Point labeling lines
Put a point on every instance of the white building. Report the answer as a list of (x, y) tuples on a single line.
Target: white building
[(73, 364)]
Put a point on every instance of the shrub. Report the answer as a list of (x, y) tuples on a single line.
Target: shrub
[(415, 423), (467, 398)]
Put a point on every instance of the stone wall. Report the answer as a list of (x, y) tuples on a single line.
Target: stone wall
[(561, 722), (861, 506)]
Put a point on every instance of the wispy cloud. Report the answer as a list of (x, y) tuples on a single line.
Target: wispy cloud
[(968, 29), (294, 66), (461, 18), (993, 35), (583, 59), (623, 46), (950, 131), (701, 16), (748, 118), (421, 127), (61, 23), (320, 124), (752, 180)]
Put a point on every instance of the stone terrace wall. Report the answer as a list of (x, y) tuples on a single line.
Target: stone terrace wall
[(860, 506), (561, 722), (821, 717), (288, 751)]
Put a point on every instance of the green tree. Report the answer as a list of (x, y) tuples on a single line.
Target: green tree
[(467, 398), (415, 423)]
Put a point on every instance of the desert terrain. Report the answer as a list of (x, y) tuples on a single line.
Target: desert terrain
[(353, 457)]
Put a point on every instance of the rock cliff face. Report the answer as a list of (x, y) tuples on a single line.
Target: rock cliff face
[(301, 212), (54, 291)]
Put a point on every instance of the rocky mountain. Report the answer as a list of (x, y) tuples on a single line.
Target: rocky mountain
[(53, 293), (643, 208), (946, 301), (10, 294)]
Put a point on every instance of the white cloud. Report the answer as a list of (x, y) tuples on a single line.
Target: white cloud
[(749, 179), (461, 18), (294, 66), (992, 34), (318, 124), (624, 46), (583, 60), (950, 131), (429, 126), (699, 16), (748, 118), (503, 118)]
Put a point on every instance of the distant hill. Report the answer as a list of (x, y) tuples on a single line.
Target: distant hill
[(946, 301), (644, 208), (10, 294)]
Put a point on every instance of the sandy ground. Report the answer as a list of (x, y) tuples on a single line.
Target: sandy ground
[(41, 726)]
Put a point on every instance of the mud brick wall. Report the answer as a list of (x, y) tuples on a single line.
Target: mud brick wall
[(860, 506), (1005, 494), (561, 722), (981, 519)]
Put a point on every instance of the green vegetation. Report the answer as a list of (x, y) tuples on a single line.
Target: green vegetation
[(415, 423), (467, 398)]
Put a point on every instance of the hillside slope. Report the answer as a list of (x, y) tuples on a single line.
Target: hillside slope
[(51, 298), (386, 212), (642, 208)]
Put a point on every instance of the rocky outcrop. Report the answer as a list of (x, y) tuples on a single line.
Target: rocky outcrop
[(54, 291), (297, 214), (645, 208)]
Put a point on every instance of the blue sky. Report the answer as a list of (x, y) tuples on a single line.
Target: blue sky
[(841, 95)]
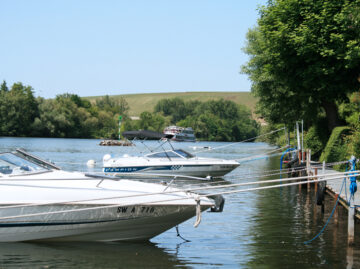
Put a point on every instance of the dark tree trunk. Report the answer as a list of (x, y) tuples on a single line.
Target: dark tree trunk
[(332, 115)]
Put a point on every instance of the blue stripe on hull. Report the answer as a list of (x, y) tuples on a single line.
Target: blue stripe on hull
[(152, 168)]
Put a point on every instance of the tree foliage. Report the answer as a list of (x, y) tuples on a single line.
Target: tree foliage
[(18, 109), (304, 56)]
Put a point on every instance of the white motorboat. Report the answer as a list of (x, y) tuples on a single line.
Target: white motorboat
[(39, 201), (175, 161)]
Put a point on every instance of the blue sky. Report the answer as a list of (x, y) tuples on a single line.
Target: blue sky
[(121, 47)]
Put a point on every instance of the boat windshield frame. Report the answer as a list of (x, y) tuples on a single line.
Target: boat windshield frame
[(184, 153), (169, 154)]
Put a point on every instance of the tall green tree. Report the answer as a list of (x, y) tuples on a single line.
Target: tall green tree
[(304, 57), (18, 109)]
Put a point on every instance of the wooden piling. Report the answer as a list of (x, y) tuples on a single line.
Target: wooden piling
[(351, 221)]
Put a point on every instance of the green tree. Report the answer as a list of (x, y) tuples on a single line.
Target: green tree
[(18, 109), (304, 56), (4, 87)]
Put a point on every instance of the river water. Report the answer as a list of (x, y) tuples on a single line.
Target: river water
[(261, 229)]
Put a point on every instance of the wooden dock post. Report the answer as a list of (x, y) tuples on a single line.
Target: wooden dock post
[(351, 221), (315, 173)]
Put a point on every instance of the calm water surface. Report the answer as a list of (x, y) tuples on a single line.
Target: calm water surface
[(263, 229)]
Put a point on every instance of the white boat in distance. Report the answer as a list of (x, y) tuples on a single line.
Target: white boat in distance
[(39, 201), (174, 162), (177, 133)]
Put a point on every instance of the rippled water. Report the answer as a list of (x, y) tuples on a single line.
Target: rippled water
[(262, 229)]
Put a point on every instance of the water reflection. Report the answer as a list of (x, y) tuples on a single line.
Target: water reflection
[(86, 255)]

:: YOUR GOAL ::
Please update the lines between the one holding "Put a point on every instance of the stone terrace" and the one holding "[(301, 212), (54, 291)]", inclusive, by changing "Target" to "Object" and leaving all else as it is. Return only those lines.

:: FINISHED TASK ::
Put a point on every instance of the stone terrace wall. Report the answer as a list of (x, y) tuples on a single line.
Object: stone terrace wall
[(860, 506), (561, 722), (821, 717), (288, 751)]
Put a point on every instance of the green tree. Report the answer as a list of (x, y) tuples on a single line.
Object: green tree
[(467, 398), (415, 423)]
Put a point on every instance of the desert terrain. Report the answer as a list of (x, y) tuples on a single line.
Object: desert terrain
[(353, 457)]
Put a point on every instance of the rock cliff face. Report the answer as a list of (x, y) tuples on a single line.
Object: rock cliff face
[(301, 212), (54, 291)]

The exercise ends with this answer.